*THE RECORDS*.

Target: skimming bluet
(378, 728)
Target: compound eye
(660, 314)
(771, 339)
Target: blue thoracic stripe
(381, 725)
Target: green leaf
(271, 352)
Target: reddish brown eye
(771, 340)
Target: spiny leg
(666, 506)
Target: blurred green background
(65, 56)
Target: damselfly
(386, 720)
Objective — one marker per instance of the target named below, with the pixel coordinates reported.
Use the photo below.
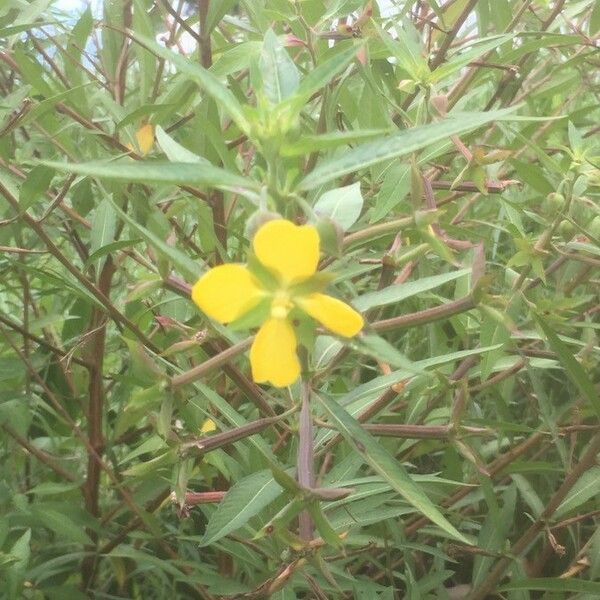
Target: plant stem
(305, 459)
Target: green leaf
(279, 74)
(386, 465)
(342, 205)
(34, 187)
(185, 265)
(586, 487)
(61, 524)
(457, 62)
(575, 371)
(176, 152)
(242, 502)
(207, 81)
(323, 73)
(150, 171)
(403, 143)
(312, 143)
(104, 225)
(396, 293)
(554, 584)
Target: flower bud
(566, 230)
(553, 204)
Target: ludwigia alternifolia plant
(299, 299)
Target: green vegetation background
(448, 152)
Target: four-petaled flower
(288, 256)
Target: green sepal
(267, 278)
(315, 283)
(254, 317)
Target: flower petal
(226, 292)
(273, 354)
(292, 251)
(334, 314)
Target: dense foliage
(447, 154)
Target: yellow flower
(289, 255)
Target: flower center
(281, 305)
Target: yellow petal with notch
(335, 315)
(227, 292)
(291, 251)
(273, 354)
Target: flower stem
(305, 459)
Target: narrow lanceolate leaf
(279, 74)
(176, 152)
(556, 584)
(207, 81)
(403, 143)
(242, 502)
(103, 226)
(587, 487)
(386, 465)
(325, 72)
(575, 371)
(342, 205)
(180, 261)
(174, 173)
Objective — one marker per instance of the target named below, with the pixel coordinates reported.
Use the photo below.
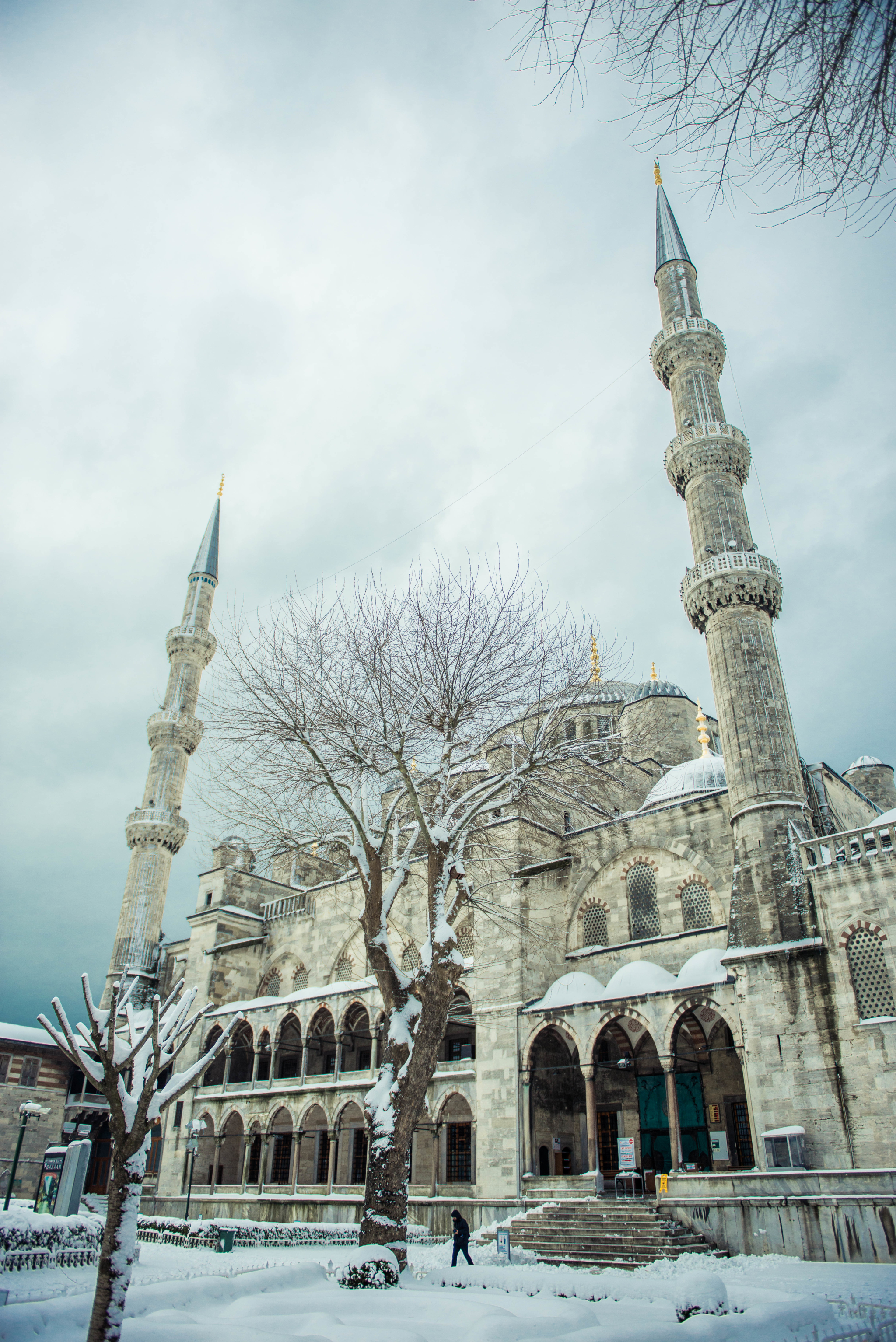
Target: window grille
(466, 943)
(696, 910)
(870, 975)
(30, 1069)
(595, 926)
(644, 914)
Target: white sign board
(627, 1152)
(719, 1146)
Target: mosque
(699, 979)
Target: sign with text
(627, 1152)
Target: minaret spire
(156, 830)
(732, 595)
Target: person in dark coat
(462, 1238)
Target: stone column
(434, 1181)
(528, 1121)
(591, 1114)
(334, 1139)
(297, 1156)
(672, 1106)
(215, 1167)
(247, 1152)
(263, 1165)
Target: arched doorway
(231, 1153)
(557, 1100)
(289, 1048)
(281, 1148)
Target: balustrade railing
(298, 905)
(872, 841)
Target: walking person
(462, 1238)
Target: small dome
(693, 776)
(656, 689)
(640, 976)
(572, 989)
(704, 968)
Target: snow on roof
(635, 980)
(24, 1035)
(301, 996)
(693, 776)
(864, 763)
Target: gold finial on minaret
(596, 662)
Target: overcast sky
(345, 255)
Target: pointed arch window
(644, 912)
(696, 910)
(870, 975)
(595, 926)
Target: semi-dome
(572, 989)
(656, 689)
(693, 776)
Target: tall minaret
(158, 830)
(733, 594)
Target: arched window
(595, 926)
(644, 914)
(344, 971)
(696, 910)
(870, 975)
(270, 984)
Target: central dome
(687, 779)
(662, 689)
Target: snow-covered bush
(373, 1266)
(24, 1230)
(699, 1293)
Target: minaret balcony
(737, 577)
(707, 449)
(687, 342)
(192, 639)
(158, 826)
(174, 728)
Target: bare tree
(761, 92)
(124, 1055)
(387, 728)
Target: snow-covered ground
(252, 1296)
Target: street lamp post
(28, 1110)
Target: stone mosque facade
(707, 963)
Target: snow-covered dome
(572, 989)
(704, 775)
(704, 968)
(642, 976)
(656, 689)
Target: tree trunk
(120, 1239)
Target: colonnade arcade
(685, 1102)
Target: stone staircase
(602, 1232)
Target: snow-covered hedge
(160, 1230)
(372, 1267)
(33, 1241)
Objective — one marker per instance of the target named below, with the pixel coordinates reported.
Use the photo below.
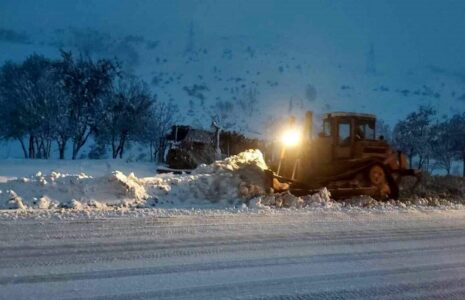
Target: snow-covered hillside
(251, 84)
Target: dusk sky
(423, 39)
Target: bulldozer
(346, 157)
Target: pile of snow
(57, 190)
(225, 183)
(236, 182)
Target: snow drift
(235, 182)
(229, 182)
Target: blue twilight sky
(417, 31)
(419, 46)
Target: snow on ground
(267, 254)
(236, 183)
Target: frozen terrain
(215, 234)
(243, 255)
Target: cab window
(365, 130)
(344, 132)
(326, 128)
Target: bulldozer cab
(349, 135)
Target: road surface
(289, 255)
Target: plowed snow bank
(229, 182)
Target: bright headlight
(291, 137)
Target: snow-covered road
(273, 255)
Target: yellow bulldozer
(346, 157)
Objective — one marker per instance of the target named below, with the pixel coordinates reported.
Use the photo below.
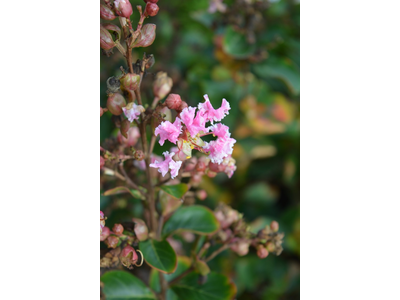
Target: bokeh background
(250, 55)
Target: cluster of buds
(186, 133)
(235, 233)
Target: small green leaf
(121, 285)
(177, 190)
(195, 218)
(235, 44)
(159, 255)
(217, 287)
(123, 190)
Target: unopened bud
(118, 229)
(125, 125)
(162, 85)
(173, 101)
(146, 36)
(106, 13)
(262, 252)
(141, 231)
(123, 7)
(112, 241)
(128, 256)
(151, 9)
(106, 41)
(130, 82)
(115, 103)
(202, 194)
(104, 233)
(274, 226)
(139, 155)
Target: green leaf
(195, 218)
(236, 45)
(123, 190)
(159, 255)
(217, 287)
(121, 285)
(177, 190)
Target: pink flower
(219, 149)
(167, 164)
(132, 111)
(212, 114)
(169, 131)
(193, 124)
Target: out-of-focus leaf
(159, 255)
(123, 190)
(177, 190)
(196, 218)
(217, 287)
(121, 285)
(236, 45)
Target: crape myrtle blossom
(167, 164)
(132, 111)
(186, 133)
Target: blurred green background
(250, 55)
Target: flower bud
(112, 241)
(104, 233)
(201, 194)
(173, 101)
(106, 41)
(123, 7)
(125, 125)
(115, 102)
(130, 82)
(162, 85)
(128, 256)
(106, 13)
(262, 252)
(151, 9)
(274, 226)
(102, 162)
(139, 155)
(118, 229)
(141, 231)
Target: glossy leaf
(196, 218)
(121, 285)
(217, 287)
(177, 190)
(235, 44)
(159, 255)
(123, 190)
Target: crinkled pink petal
(212, 114)
(169, 131)
(133, 113)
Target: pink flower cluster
(186, 132)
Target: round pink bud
(141, 230)
(130, 82)
(106, 13)
(112, 241)
(118, 229)
(104, 233)
(102, 162)
(202, 195)
(151, 9)
(128, 256)
(123, 8)
(106, 41)
(262, 252)
(115, 103)
(173, 101)
(274, 226)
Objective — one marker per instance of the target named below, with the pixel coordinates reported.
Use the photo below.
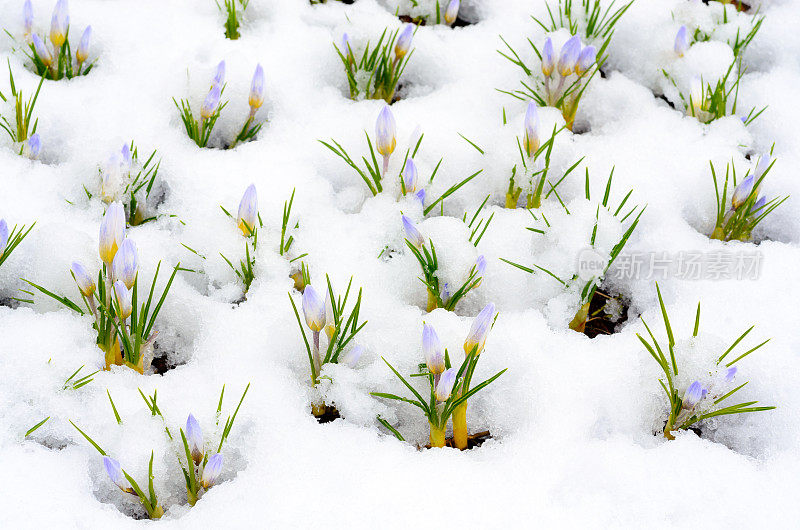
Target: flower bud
(257, 89)
(413, 235)
(479, 330)
(569, 56)
(385, 130)
(445, 386)
(548, 57)
(123, 298)
(194, 438)
(211, 471)
(83, 279)
(432, 349)
(681, 41)
(247, 217)
(83, 46)
(404, 41)
(126, 263)
(313, 309)
(112, 232)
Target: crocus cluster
(54, 60)
(747, 207)
(440, 294)
(450, 387)
(200, 129)
(328, 315)
(376, 74)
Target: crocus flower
(351, 357)
(257, 89)
(126, 263)
(548, 57)
(742, 191)
(451, 12)
(112, 232)
(41, 50)
(569, 56)
(681, 41)
(59, 24)
(211, 471)
(115, 474)
(693, 395)
(445, 385)
(248, 211)
(479, 330)
(432, 349)
(211, 102)
(83, 46)
(404, 41)
(194, 438)
(83, 279)
(313, 309)
(410, 176)
(586, 59)
(532, 125)
(123, 297)
(385, 130)
(413, 235)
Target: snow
(574, 420)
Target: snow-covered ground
(574, 420)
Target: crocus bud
(451, 12)
(681, 41)
(59, 23)
(83, 279)
(211, 102)
(385, 130)
(432, 349)
(219, 75)
(693, 395)
(123, 298)
(126, 263)
(742, 191)
(413, 235)
(351, 357)
(410, 179)
(211, 471)
(247, 217)
(313, 309)
(548, 57)
(112, 232)
(479, 330)
(115, 474)
(404, 41)
(83, 46)
(257, 89)
(532, 125)
(586, 59)
(569, 56)
(41, 50)
(33, 146)
(445, 385)
(194, 437)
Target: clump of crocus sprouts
(328, 315)
(737, 218)
(376, 74)
(700, 400)
(450, 388)
(200, 129)
(123, 317)
(52, 56)
(440, 295)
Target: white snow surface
(573, 419)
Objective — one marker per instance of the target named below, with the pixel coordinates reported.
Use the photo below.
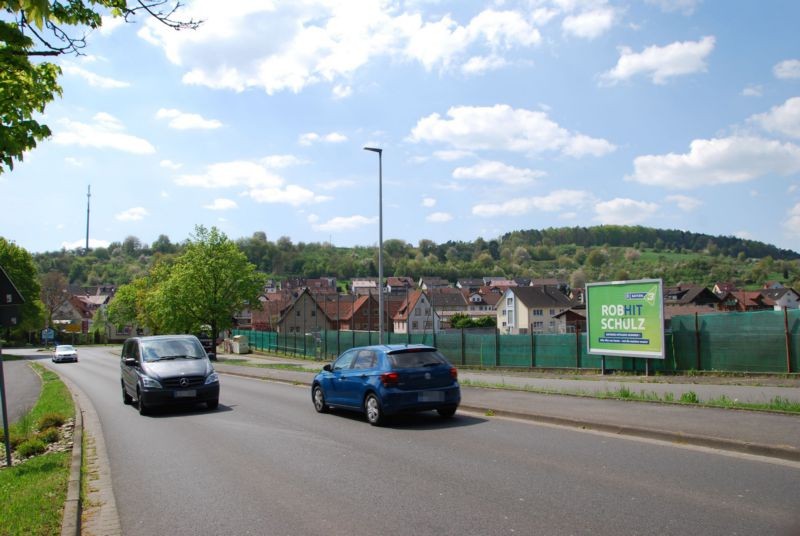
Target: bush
(49, 435)
(51, 420)
(31, 447)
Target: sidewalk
(751, 432)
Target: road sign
(626, 318)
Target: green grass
(776, 405)
(32, 494)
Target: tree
(54, 293)
(43, 28)
(209, 282)
(19, 266)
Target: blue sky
(493, 117)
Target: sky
(492, 116)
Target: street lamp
(380, 240)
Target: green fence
(765, 341)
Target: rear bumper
(401, 401)
(169, 397)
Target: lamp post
(380, 240)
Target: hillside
(575, 255)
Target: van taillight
(390, 379)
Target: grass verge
(32, 494)
(776, 405)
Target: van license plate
(431, 396)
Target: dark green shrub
(31, 447)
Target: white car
(65, 352)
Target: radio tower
(88, 198)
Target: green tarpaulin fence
(764, 341)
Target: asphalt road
(266, 463)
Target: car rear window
(417, 359)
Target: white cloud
(792, 223)
(718, 161)
(439, 217)
(91, 78)
(589, 24)
(105, 132)
(310, 138)
(169, 164)
(498, 172)
(80, 244)
(753, 91)
(783, 119)
(556, 201)
(344, 223)
(323, 41)
(662, 63)
(480, 64)
(787, 69)
(686, 7)
(500, 127)
(132, 214)
(222, 204)
(624, 211)
(185, 121)
(684, 202)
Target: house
(428, 283)
(416, 315)
(530, 310)
(781, 298)
(364, 286)
(399, 285)
(448, 302)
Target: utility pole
(88, 199)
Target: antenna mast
(88, 199)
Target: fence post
(463, 349)
(496, 347)
(788, 340)
(697, 341)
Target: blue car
(385, 380)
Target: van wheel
(126, 398)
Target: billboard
(625, 318)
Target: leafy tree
(19, 266)
(45, 28)
(208, 283)
(54, 294)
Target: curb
(71, 520)
(755, 449)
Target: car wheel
(319, 400)
(126, 398)
(372, 408)
(446, 412)
(143, 409)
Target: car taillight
(390, 379)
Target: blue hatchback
(388, 379)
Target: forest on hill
(573, 254)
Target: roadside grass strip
(32, 492)
(776, 405)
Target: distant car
(167, 370)
(384, 380)
(64, 352)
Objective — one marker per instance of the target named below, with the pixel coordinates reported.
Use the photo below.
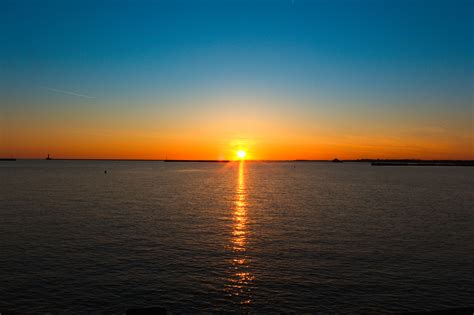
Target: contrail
(70, 93)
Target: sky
(280, 79)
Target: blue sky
(375, 54)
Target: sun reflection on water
(241, 277)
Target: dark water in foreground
(260, 237)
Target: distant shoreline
(374, 162)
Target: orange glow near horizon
(263, 133)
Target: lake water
(261, 237)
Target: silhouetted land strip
(204, 161)
(422, 163)
(454, 311)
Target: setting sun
(241, 154)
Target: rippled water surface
(261, 237)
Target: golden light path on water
(240, 279)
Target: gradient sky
(287, 79)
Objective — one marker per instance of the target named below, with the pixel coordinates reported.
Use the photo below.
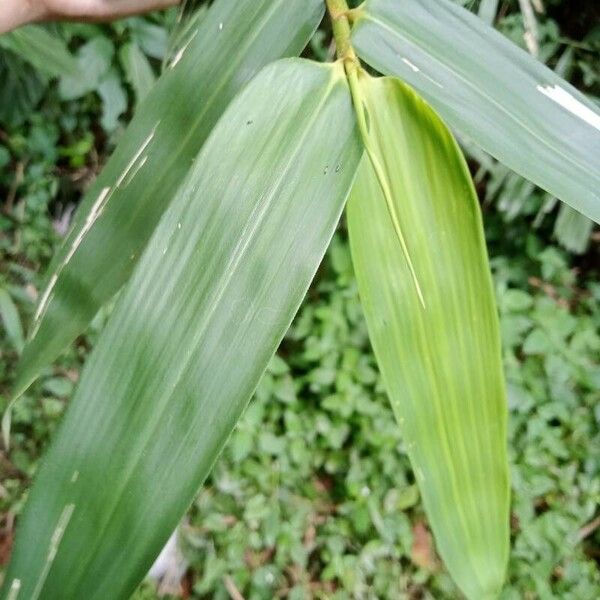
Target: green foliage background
(314, 496)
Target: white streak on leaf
(44, 301)
(411, 65)
(133, 173)
(15, 588)
(570, 103)
(91, 218)
(137, 155)
(416, 69)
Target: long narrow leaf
(437, 345)
(122, 208)
(190, 337)
(510, 104)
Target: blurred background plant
(314, 496)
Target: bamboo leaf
(138, 70)
(440, 358)
(506, 101)
(234, 40)
(42, 49)
(192, 332)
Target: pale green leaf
(119, 213)
(439, 355)
(506, 101)
(573, 230)
(11, 320)
(190, 336)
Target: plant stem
(338, 11)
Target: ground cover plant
(412, 279)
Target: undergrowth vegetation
(314, 496)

*REQUEST*.
Pictures do not go in the copy. Write out exactly the lines from the line containing "Target: sun reflection on water" through the last line of the listing.

*ANSWER BELOW*.
Target: sun reflection on water
(241, 277)
Target: dark water in foreground
(260, 237)
Target: distant shoreline
(374, 162)
Target: orange glow near horizon
(263, 133)
Target: lake water
(261, 237)
Target: silhouetted land strip
(204, 161)
(422, 163)
(454, 311)
Target: setting sun
(241, 154)
Target: rippled water surface
(261, 237)
Target: golden light path on water
(240, 279)
Target: gradient sky
(287, 79)
Objective — one marker per instance of the target named below, with the pixel coordinates reported.
Use the photo below.
Target: green foliage background
(314, 496)
Target: white streak on leaf
(44, 301)
(411, 65)
(133, 173)
(15, 588)
(570, 103)
(91, 218)
(137, 155)
(416, 69)
Target: long narrow leaf
(437, 345)
(122, 208)
(190, 337)
(510, 104)
Target: blurred background plant
(314, 496)
Target: bamboo leaf
(138, 70)
(440, 358)
(506, 101)
(234, 40)
(42, 49)
(192, 332)
Target: pale green leaf
(119, 213)
(439, 355)
(506, 101)
(573, 230)
(11, 320)
(190, 336)
Target: plant stem
(338, 11)
Target: ground cover plant
(412, 279)
Target: undergrowth vegetation
(314, 496)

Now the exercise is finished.